### TASK PROMPT
Copy every line, leaving nothing out and adding nothing.

### MATERIAL FOR THIS EXERCISE
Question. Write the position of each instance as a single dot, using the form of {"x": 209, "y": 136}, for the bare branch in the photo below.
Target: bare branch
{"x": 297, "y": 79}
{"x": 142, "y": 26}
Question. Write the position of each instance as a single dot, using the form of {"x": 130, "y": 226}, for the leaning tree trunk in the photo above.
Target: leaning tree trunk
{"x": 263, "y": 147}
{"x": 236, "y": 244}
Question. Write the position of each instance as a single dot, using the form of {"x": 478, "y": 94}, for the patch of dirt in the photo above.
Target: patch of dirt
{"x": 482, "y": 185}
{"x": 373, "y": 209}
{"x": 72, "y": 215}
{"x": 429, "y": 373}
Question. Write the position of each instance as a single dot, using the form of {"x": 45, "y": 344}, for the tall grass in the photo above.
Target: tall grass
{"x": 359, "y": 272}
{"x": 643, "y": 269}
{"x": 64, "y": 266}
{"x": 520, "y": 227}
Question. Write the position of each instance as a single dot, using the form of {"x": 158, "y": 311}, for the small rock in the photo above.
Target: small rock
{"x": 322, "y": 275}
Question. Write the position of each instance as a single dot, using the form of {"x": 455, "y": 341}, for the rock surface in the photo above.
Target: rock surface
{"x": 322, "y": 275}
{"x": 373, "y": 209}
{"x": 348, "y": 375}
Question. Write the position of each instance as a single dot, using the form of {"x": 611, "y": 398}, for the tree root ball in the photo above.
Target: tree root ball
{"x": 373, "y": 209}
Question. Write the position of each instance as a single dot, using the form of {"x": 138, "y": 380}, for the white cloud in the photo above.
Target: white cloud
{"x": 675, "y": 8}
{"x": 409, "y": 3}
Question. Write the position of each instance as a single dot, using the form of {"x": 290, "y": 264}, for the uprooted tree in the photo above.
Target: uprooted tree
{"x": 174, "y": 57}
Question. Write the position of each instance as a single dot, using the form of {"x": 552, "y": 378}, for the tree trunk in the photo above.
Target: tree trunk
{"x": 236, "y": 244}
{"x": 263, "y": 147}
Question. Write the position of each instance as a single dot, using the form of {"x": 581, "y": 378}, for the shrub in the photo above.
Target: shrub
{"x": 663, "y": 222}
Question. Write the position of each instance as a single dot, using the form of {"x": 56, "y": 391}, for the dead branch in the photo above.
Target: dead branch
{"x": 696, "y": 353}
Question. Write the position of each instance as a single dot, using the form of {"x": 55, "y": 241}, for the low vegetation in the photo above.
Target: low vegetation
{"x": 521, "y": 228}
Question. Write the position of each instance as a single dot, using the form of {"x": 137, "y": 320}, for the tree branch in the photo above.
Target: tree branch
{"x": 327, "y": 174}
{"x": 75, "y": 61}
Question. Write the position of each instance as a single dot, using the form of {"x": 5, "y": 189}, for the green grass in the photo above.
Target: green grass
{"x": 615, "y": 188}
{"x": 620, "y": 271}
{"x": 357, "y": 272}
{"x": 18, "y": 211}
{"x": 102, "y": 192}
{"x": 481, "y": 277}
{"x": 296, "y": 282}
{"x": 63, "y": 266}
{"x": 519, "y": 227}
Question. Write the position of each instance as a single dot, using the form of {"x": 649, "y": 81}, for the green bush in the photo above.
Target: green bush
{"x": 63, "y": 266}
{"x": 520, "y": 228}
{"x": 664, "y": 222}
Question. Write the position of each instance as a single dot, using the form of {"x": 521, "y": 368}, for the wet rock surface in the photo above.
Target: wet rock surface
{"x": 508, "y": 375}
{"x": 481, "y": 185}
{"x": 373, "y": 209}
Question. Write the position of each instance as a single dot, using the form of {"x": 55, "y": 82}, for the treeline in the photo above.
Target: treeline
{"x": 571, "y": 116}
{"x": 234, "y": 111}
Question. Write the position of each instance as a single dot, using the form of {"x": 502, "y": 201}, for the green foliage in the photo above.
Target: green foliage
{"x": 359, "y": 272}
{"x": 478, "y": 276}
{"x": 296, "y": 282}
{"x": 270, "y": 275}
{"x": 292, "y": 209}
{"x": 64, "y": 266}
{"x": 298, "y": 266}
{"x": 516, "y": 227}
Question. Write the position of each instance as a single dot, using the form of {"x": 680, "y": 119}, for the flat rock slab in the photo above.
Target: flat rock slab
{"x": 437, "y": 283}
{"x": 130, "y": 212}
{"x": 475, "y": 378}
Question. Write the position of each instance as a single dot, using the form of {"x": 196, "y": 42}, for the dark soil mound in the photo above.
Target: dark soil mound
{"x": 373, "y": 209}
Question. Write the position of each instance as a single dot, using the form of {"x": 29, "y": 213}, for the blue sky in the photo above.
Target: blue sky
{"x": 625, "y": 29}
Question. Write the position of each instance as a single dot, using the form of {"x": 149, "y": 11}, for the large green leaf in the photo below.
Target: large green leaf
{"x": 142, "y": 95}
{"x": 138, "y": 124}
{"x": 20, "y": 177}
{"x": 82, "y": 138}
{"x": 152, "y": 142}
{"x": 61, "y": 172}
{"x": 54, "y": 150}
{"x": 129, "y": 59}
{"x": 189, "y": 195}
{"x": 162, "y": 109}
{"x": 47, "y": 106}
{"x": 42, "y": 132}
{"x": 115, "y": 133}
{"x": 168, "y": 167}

### WRITTEN SOLUTION
Question. Write the position of each instance as a single dot, using the form of {"x": 209, "y": 136}, for the bare branch in the photo below.
Target: bare branch
{"x": 297, "y": 79}
{"x": 142, "y": 26}
Question. Write the position of each instance as a single dot, using the form of {"x": 130, "y": 226}, for the leaning tree trunk in the photo above.
Target: leaning tree trunk
{"x": 263, "y": 147}
{"x": 236, "y": 244}
Question. Write the position of each instance as a single dot, using the form of {"x": 478, "y": 94}, for the patch of dirt in the photo above.
Target: patch of dirt
{"x": 482, "y": 185}
{"x": 373, "y": 209}
{"x": 72, "y": 215}
{"x": 429, "y": 373}
Question. Write the position of each instance as a single dot, using the form of {"x": 45, "y": 344}, for the tall grass in the photo above.
Target: tall grass
{"x": 359, "y": 272}
{"x": 643, "y": 269}
{"x": 64, "y": 266}
{"x": 520, "y": 227}
Question. Write the position of each instance as a single dot, using the form of {"x": 158, "y": 311}, for the small rock in the photo above.
Target: small rock
{"x": 322, "y": 275}
Question. Write the position of each instance as a single dot, using the form of {"x": 455, "y": 341}, for the rock surface in the photo above.
Target: rock surface
{"x": 322, "y": 275}
{"x": 373, "y": 209}
{"x": 348, "y": 375}
Question. Write the position of each instance as a single dot, using the form of {"x": 611, "y": 398}, for the tree root ball in the photo above.
Target: tree root ball
{"x": 373, "y": 209}
Question. Write the position of each instance as a single dot, using the form of {"x": 138, "y": 380}, for the white cloud in the photo above.
Target: white cloud
{"x": 675, "y": 8}
{"x": 409, "y": 3}
Question. Write the position of each instance as a single dot, using the form of {"x": 290, "y": 264}, for the uprooted tree in the photo above.
Target: uprooted tree
{"x": 174, "y": 57}
Question. Write the position of each instance as a single dot, using the form of {"x": 552, "y": 378}, for the tree trunk in the photo above.
Target: tree trunk
{"x": 236, "y": 244}
{"x": 263, "y": 147}
Question. Write the position of each instance as a single dot, using the form of {"x": 581, "y": 378}, for the shrub in the photo above.
Target: shrub
{"x": 663, "y": 222}
Question. Write the position of each instance as a single dot, using the form of {"x": 56, "y": 391}, for the dead branch in the photo above.
Target: dead branch
{"x": 696, "y": 353}
Question. Write the position of each instance as a single dot, using the form of {"x": 55, "y": 241}, for the low vegetation in the photo above.
Target: low vegetation
{"x": 521, "y": 228}
Question. Write the position of each instance as a single dot, using the form of {"x": 137, "y": 320}, for the tree branch in the photo above.
Target: tree branch
{"x": 327, "y": 174}
{"x": 75, "y": 61}
Question. Write the position of each instance as a single dot, using the form of {"x": 5, "y": 189}, for the green grass in the photo above.
Target: green grass
{"x": 615, "y": 188}
{"x": 620, "y": 271}
{"x": 357, "y": 272}
{"x": 18, "y": 211}
{"x": 102, "y": 192}
{"x": 481, "y": 277}
{"x": 296, "y": 282}
{"x": 63, "y": 266}
{"x": 519, "y": 227}
Question. Write the position of each instance as a single dot, using the form of {"x": 649, "y": 81}, for the green bush in the photo above.
Target: green bush
{"x": 63, "y": 266}
{"x": 520, "y": 228}
{"x": 664, "y": 222}
Question. Write the position of each instance as a single dot, using the form of {"x": 521, "y": 368}, for the wet rock surface in the photo above.
Target: wet rock surface
{"x": 508, "y": 375}
{"x": 481, "y": 185}
{"x": 373, "y": 209}
Question. Write the position of each instance as a single dot, using the form of {"x": 55, "y": 82}, for the treeline in the photo above.
Target: treeline
{"x": 571, "y": 116}
{"x": 234, "y": 111}
Question. Write the position of each instance as a single dot, using the form of {"x": 502, "y": 201}, for the green foliage in the photo above.
Target: green foliage
{"x": 359, "y": 272}
{"x": 478, "y": 276}
{"x": 296, "y": 282}
{"x": 270, "y": 275}
{"x": 292, "y": 209}
{"x": 64, "y": 266}
{"x": 298, "y": 266}
{"x": 516, "y": 227}
Question. Write the position of each instance as a single dot, using the form of {"x": 680, "y": 119}, for the flat rock slab in the photo above.
Target: flat rock slab
{"x": 437, "y": 283}
{"x": 130, "y": 212}
{"x": 475, "y": 378}
Question. Write the position of each instance as a single dot, using the form of {"x": 196, "y": 42}, for the dark soil mound in the photo above.
Target: dark soil mound
{"x": 373, "y": 209}
Question. Write the position of each instance as a single dot, using the form of {"x": 29, "y": 213}, for the blue sky in the photo above.
Target: blue sky
{"x": 625, "y": 29}
Question. Write the position of each instance as a single dot, using the form of {"x": 149, "y": 11}, for the large green leaf in the photo below.
Target: large green leaf
{"x": 142, "y": 95}
{"x": 138, "y": 124}
{"x": 20, "y": 177}
{"x": 82, "y": 138}
{"x": 152, "y": 142}
{"x": 61, "y": 172}
{"x": 54, "y": 150}
{"x": 129, "y": 59}
{"x": 189, "y": 195}
{"x": 162, "y": 109}
{"x": 47, "y": 106}
{"x": 42, "y": 132}
{"x": 115, "y": 133}
{"x": 168, "y": 167}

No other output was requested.